Activity:
From the records, return each line that has the word "fern" in it.

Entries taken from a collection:
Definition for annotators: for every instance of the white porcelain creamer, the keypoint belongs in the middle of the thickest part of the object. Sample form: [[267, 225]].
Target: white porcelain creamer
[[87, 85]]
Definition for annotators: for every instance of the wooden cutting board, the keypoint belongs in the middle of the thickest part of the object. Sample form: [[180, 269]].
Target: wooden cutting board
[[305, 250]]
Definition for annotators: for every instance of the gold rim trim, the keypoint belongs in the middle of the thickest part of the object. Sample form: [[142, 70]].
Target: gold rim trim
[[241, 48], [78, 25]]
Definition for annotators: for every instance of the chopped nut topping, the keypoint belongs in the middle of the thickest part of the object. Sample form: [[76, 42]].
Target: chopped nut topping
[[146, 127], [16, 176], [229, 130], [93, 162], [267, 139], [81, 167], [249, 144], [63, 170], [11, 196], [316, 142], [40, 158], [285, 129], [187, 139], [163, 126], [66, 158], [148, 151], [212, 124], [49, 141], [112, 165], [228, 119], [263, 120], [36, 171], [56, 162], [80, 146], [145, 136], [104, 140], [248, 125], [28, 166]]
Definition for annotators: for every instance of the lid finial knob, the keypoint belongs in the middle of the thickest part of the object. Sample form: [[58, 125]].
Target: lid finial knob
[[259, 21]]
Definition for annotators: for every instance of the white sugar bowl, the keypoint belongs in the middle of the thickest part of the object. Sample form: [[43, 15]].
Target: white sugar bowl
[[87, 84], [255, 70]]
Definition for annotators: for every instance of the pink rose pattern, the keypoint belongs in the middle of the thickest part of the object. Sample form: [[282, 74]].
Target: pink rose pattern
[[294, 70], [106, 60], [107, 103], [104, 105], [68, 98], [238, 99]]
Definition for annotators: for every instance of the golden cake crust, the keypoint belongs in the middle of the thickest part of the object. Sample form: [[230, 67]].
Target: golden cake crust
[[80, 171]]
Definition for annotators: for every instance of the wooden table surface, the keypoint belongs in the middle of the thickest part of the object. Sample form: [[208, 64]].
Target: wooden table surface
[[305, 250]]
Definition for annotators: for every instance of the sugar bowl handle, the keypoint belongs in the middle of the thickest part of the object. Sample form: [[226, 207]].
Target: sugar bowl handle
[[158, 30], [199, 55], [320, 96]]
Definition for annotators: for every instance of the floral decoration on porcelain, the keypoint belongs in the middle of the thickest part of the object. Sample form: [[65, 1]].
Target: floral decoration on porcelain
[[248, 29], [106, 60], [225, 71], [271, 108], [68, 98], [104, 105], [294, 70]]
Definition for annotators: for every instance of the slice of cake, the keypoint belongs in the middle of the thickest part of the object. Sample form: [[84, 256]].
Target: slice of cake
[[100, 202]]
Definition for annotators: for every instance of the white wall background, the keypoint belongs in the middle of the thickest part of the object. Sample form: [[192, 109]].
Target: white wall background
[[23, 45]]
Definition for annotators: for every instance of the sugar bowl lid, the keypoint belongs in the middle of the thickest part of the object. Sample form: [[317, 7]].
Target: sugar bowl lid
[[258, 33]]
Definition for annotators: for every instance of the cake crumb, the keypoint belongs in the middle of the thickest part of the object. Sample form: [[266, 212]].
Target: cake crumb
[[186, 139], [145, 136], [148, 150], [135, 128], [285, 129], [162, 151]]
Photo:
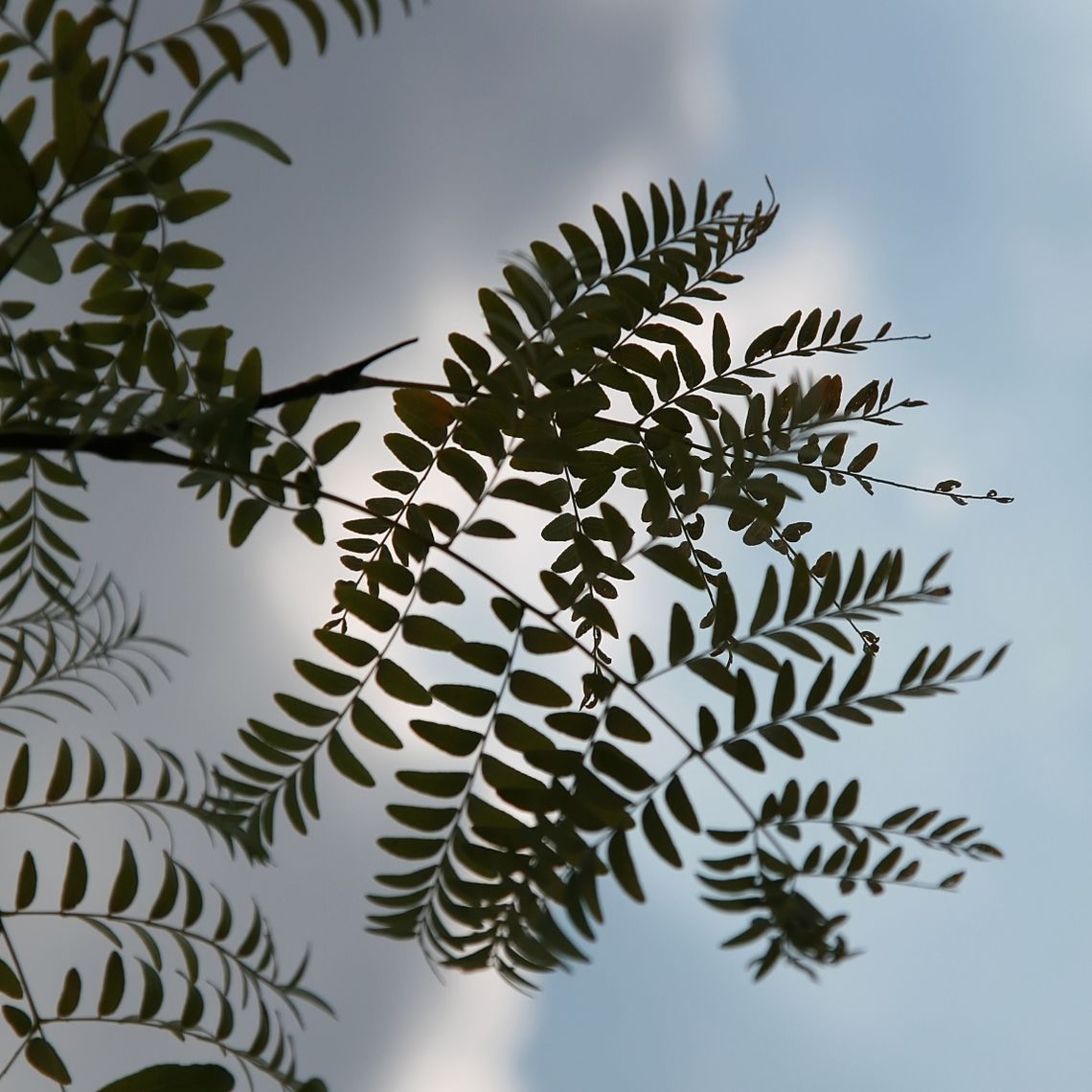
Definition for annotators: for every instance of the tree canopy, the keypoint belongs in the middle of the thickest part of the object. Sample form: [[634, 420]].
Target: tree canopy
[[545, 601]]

==

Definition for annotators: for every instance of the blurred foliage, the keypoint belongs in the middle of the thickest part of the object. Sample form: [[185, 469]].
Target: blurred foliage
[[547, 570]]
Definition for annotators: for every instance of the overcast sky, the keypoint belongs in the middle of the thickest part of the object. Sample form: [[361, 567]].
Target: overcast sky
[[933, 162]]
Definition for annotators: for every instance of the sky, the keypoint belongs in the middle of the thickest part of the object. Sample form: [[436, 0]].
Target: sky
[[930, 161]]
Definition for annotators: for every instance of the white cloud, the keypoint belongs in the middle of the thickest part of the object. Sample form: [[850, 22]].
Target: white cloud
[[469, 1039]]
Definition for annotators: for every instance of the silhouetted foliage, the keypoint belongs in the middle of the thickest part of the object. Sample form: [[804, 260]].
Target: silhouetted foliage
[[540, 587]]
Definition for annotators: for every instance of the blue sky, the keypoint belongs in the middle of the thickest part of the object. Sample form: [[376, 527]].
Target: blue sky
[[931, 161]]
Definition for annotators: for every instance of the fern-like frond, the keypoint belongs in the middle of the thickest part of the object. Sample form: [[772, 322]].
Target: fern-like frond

Written response:
Definition for annotators: for every instance of the fern-like frond, the keypoint belongs in the middle of the thickest part of the object. Sample form: [[772, 322]].
Target: fern-like frond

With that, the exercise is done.